Sois belle et tais-toi de Delphine Seyrig, mise en lecture par Françoise Gillard
En 1974 à Paris, Delphine Seyrig suit un stage auprès de la vidéaste suisse Carole Roussopoulos. Devenues amies, les deux femmes co-fondent le collectif les Insoumuses, dédié à la création de vidéos féministes, dont Sois belle et tais-toi, documentaire tourné par la comédienne en 1976 et sorti en 1981.
Elle a rencontré vingt-trois actrices françaises et américaines, parmi lesquelles Jane Fonda, Juliet Berto, Marie Dubois, Maria Schneider, Shirley MacLaine, Ellen Burstyn, Jill Clyburgh, Patti d’Arbanville, filmées par Carole Roussopoulos à partir d’une des premières caméras vidéo. Les comédiennes évoquent librement leurs expériences professionnelles en tant que femmes, leur rôle et leurs rapports avec les metteurs en scène, les réalisateurs, les équipes techniques. Deux questions émaillent les témoignages, que feriez-vous comme métier si vous étiez un homme ? Vous a-t-on déjà proposé un rôle comportant des scènes avec une autre femme, où il ne soit pas question d’un homme ? Le bilan est sans appel, comme le dit l’une d’elles. « Le cinéma n’est qu’un énorme fantasme masculin, c’est un show fait pour les hommes, par les hommes. »

▸ **Données fournies**
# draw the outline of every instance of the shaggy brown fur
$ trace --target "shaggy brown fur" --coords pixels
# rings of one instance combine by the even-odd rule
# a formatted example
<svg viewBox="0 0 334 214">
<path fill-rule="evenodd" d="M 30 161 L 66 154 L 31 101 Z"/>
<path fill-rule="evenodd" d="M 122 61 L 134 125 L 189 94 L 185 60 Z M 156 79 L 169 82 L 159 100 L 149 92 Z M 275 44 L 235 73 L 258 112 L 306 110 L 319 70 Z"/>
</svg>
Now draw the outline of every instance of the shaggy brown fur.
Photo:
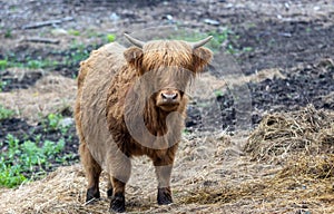
<svg viewBox="0 0 334 214">
<path fill-rule="evenodd" d="M 156 167 L 158 203 L 173 202 L 169 179 L 184 125 L 185 89 L 212 56 L 185 41 L 149 41 L 143 49 L 109 43 L 80 64 L 76 125 L 87 201 L 100 196 L 104 168 L 110 175 L 110 208 L 125 211 L 130 157 L 147 155 Z"/>
</svg>

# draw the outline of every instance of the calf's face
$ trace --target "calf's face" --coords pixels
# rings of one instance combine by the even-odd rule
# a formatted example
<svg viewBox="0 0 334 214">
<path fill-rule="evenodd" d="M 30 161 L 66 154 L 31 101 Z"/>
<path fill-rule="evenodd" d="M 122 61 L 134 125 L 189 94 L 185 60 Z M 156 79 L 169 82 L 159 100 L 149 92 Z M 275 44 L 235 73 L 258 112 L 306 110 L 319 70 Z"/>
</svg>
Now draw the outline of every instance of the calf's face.
<svg viewBox="0 0 334 214">
<path fill-rule="evenodd" d="M 129 66 L 141 78 L 141 90 L 150 93 L 157 107 L 177 110 L 186 87 L 212 59 L 212 51 L 193 48 L 186 41 L 149 41 L 143 48 L 130 47 L 124 52 Z"/>
</svg>

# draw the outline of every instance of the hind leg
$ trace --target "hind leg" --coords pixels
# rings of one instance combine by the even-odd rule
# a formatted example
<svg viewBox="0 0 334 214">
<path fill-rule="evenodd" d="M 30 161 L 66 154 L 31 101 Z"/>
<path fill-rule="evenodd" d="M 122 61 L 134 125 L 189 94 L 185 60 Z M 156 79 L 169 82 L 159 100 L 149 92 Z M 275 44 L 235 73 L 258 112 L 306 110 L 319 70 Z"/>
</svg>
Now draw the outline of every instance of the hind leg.
<svg viewBox="0 0 334 214">
<path fill-rule="evenodd" d="M 108 195 L 108 197 L 111 197 L 112 193 L 114 193 L 114 189 L 112 189 L 112 184 L 111 184 L 111 176 L 108 175 L 108 184 L 107 184 L 107 195 Z"/>
<path fill-rule="evenodd" d="M 88 179 L 86 202 L 91 202 L 94 198 L 100 197 L 99 177 L 102 169 L 91 156 L 86 143 L 80 144 L 79 153 Z"/>
</svg>

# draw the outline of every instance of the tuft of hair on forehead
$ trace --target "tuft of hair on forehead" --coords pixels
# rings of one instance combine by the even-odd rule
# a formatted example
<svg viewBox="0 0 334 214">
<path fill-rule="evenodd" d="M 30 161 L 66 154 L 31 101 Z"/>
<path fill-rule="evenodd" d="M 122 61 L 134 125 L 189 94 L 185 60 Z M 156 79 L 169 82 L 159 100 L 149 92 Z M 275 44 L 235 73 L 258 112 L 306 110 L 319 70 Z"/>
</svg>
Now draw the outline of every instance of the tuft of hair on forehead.
<svg viewBox="0 0 334 214">
<path fill-rule="evenodd" d="M 180 66 L 190 69 L 193 49 L 189 43 L 177 40 L 147 42 L 144 48 L 143 67 L 147 70 L 161 66 Z"/>
</svg>

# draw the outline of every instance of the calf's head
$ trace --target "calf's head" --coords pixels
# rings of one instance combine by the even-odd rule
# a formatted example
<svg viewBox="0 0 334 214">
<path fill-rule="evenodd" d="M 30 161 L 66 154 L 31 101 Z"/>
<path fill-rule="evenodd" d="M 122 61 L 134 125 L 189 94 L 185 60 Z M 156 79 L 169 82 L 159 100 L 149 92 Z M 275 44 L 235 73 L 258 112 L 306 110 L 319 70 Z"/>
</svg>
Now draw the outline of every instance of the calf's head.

▸ **Objectif A**
D'après le document source, en quelle année le documentaire Sois belle et tais-toi est-il sorti ?
▸ **Objectif B**
Mettez à jour le passage du document source qui commence à « Sois belle et tais-toi de » et s'arrête à « sorti en 1981. », en remplaçant « vidéaste » par « réalisatrice ».

▸ **Solution A**
En 1981.

▸ **Solution B**
Sois belle et tais-toi de Delphine Seyrig, mise en lecture par Françoise Gillard
En 1974 à Paris, Delphine Seyrig suit un stage auprès de la réalisatrice suisse Carole Roussopoulos. Devenues amies, les deux femmes co-fondent le collectif les Insoumuses, dédié à la création de vidéos féministes, dont Sois belle et tais-toi, documentaire tourné par la comédienne en 1976 et sorti en 1981.